### [Page excerpt]
========

Background information
- Origin: Jinan, Shandong, China
- Genres: Black metal;
- Years active: 1998–present
- Labels: Black Happiness; Pest; Season of Mist;
- Members: Bloodsea; Bloodfire; Deadsphere;

= Zuriaake =

Chinese black metal band

Zuriaake (葬尸湖 (Zàngshīhú)) is a Chinese black metal band formed in Jinan in 1998.

== History ==
Zuriaake was formed in Jinan, Shandong province in 1998 by Bloodsea and Bloodfire. In 2004 the band's lineup was completed by recruiting their third band member Deadsphere. According to an article by South China Morning Post, Zuriaake is one of the longest active metal bands in China. Little is known of the group's history, but an article from South China Morning Post reported that the alleged singer is Liu Yao, a professor in the School of Materials Science and Engineering at Shandong University.

After signing with Black Happiness Records, China's first music label specialized on black metal, Zuriaake released a split CD named Autumn of Sad Ode – Siming of Loulan alongside Bloodfires' other musical venture Yn Gizarm. Zuriaake got signed to Pest Productions in 2006 and released their debut album Afterimage of Autumn the following year. In 2015 Zuriaake released the Gu Yan EP with two tracks which was re-released as a full-length album with more tracks the same year. Due to Bloodfire being absent for four years between 2008 and 2012 where he studied in Germany the band was mostly inactive until the release of Gu Yan in 2015. The band recorded their concert in Beijing and released the Live in Beijing DVD in 2015 as well, which was not for sale but was sent to the attendees of the concert.

========

(Saved data entries)
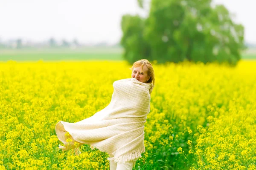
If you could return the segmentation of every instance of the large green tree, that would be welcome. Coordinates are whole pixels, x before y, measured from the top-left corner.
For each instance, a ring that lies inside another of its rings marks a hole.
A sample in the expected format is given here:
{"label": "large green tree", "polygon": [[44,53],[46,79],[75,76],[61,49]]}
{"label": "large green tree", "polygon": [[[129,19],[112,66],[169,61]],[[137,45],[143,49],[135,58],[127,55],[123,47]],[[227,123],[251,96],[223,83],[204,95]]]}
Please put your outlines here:
{"label": "large green tree", "polygon": [[[138,0],[143,8],[143,1]],[[244,27],[211,0],[152,0],[148,17],[126,15],[121,44],[130,63],[218,61],[235,65],[244,48]]]}

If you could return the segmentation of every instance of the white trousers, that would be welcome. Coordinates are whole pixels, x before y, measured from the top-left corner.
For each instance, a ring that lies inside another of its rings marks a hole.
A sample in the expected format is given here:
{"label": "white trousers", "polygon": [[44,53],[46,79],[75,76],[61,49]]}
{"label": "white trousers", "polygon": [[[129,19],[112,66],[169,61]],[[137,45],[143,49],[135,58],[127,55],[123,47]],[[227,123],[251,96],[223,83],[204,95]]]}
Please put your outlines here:
{"label": "white trousers", "polygon": [[137,159],[138,158],[136,158],[124,164],[116,163],[113,161],[110,161],[109,170],[132,170]]}

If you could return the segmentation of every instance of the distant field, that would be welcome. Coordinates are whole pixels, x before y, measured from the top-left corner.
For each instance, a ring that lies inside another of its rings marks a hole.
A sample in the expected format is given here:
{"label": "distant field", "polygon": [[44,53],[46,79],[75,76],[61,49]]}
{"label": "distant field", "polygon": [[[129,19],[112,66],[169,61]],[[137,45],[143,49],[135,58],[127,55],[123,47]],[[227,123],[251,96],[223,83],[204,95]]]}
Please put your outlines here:
{"label": "distant field", "polygon": [[[122,60],[121,48],[90,48],[82,49],[0,49],[0,61],[59,60]],[[256,59],[256,49],[249,49],[242,55],[244,60]]]}
{"label": "distant field", "polygon": [[121,48],[0,50],[0,61],[122,60]]}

========

### [Exercise set]
- a) According to the Zuriaake article, who joined the band as its third member in 2004?
- b) Pick up the Zuriaake article after its last sentence and keep writing.
These entries come from a separate source.

### [Answers for the exercise]
- a) Deadsphere

- b)
In 2017 Zuriaake was invited to play at Steelfest Open Air in Finland which marked the very first performance for the band in Europe. At the same time Zuriaake became the first Chinese metal band to play a concert in Northern Europe territories. Between August 2, 2019, and August 19, 2019, the band toured throughout Europe and played several music festivals such as the Wacken Open Air. In 2018 Zuriaake played at Roadburn Festival in the Netherlands and Brutal Assault in the Czech Republic.

In March 2020 French metal label Season of Mist announced the signing of Zuriaake with the plan to release their third album as well as the first two albums via the label. On July 26, 2024, a 3CD boxset under the title of Season of Mist Recordings was released. The box set includes the first two albums Afterimage of Autumn and Gu Yan on two CDs as well as the EPs Autumn of Sad Ode, Winter Mirage, The Sacrifice and Resentment in the Ancient Courtyard on the third CD.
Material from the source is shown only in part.